▸ DATASET RECORDS
=-=-=-=-=

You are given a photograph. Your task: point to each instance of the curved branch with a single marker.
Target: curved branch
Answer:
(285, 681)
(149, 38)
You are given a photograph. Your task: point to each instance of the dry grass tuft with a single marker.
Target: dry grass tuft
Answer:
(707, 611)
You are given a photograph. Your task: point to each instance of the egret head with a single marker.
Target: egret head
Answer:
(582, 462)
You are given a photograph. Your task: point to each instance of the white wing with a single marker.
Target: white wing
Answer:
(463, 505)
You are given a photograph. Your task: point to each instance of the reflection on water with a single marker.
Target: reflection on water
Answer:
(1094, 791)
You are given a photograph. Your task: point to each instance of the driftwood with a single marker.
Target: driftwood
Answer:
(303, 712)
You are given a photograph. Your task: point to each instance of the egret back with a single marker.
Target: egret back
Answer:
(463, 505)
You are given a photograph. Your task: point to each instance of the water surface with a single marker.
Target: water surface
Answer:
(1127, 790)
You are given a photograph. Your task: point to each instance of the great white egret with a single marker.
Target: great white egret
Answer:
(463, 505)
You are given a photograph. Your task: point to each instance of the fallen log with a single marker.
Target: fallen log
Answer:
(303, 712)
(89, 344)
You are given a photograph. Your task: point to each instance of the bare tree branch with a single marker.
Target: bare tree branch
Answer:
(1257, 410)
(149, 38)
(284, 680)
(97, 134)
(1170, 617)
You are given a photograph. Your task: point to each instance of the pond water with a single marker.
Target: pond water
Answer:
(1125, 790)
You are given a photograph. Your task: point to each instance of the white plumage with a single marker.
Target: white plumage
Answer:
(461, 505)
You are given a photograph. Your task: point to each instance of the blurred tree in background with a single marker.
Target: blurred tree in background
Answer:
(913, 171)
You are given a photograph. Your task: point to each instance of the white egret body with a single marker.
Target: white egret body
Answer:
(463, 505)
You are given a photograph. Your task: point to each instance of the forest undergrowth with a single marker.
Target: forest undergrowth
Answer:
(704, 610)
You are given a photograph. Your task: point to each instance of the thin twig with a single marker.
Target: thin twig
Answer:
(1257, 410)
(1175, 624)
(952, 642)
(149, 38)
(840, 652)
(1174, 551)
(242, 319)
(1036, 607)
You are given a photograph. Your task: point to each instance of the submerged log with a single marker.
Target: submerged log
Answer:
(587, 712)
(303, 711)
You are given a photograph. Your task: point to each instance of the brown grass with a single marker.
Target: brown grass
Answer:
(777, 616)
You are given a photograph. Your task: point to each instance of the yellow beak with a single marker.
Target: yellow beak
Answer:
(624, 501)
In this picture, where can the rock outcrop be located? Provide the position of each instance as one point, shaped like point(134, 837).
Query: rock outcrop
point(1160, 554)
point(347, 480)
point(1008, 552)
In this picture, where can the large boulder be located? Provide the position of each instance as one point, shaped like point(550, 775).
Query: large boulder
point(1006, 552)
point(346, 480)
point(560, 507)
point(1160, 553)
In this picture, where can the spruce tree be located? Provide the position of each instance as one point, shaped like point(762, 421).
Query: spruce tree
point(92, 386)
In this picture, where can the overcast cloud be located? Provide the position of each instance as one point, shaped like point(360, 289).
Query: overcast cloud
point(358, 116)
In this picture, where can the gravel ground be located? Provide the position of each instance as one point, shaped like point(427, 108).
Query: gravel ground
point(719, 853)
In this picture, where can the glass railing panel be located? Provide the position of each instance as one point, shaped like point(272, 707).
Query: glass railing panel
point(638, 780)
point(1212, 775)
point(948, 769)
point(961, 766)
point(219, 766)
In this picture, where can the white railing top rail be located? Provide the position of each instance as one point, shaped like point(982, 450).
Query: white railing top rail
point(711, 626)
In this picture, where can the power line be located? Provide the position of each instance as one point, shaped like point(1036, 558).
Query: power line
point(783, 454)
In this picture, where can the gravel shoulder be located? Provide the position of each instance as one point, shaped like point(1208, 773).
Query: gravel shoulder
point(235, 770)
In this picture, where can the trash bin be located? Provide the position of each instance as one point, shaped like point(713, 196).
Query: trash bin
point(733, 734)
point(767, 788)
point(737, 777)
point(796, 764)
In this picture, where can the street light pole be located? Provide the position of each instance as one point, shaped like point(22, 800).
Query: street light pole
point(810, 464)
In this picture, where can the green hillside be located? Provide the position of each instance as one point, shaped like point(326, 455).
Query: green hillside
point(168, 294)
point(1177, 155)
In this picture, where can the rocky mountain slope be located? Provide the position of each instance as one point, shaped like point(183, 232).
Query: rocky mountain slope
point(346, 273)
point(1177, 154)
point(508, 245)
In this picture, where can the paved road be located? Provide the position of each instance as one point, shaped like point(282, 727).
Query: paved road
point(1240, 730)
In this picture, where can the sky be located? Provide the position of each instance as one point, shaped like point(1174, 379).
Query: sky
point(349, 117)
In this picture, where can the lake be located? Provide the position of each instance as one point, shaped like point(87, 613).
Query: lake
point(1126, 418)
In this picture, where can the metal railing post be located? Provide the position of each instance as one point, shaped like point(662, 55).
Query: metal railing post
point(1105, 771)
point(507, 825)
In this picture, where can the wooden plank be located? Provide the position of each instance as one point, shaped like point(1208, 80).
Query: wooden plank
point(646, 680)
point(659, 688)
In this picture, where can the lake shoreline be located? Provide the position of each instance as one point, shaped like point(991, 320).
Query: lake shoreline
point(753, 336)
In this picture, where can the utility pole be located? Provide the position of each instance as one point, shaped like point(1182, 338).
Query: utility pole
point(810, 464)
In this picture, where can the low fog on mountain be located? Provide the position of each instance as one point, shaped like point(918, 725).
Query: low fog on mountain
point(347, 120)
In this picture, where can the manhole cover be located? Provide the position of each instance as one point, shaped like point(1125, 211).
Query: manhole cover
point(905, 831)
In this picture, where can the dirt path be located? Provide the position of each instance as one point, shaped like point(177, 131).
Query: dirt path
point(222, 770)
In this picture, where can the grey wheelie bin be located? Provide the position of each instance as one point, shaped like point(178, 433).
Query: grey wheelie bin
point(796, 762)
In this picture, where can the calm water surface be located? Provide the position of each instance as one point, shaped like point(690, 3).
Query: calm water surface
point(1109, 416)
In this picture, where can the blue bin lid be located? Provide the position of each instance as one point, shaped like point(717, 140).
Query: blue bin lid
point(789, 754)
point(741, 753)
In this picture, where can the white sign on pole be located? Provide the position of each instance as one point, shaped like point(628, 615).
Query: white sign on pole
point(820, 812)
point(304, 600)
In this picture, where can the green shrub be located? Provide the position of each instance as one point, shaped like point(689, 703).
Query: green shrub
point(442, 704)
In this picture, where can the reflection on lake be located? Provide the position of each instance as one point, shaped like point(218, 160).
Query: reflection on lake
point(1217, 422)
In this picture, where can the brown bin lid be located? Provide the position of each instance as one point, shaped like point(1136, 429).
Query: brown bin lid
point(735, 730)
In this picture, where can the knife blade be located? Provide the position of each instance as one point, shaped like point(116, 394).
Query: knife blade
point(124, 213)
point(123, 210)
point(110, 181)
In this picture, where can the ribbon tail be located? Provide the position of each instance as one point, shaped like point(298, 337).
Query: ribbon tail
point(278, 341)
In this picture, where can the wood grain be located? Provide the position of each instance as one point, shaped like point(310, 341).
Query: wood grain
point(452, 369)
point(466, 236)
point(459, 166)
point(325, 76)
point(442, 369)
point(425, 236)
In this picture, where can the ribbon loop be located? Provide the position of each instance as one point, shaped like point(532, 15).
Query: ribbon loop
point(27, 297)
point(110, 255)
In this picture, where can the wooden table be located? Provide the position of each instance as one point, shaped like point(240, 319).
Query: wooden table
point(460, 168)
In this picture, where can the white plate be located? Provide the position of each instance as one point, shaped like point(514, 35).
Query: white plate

=-=-=-=-=

▸ WHAT TO PRODUCE
Nothing but a number belongs in the answer, namely how many lines above include "head".

▸ OUTPUT BELOW
2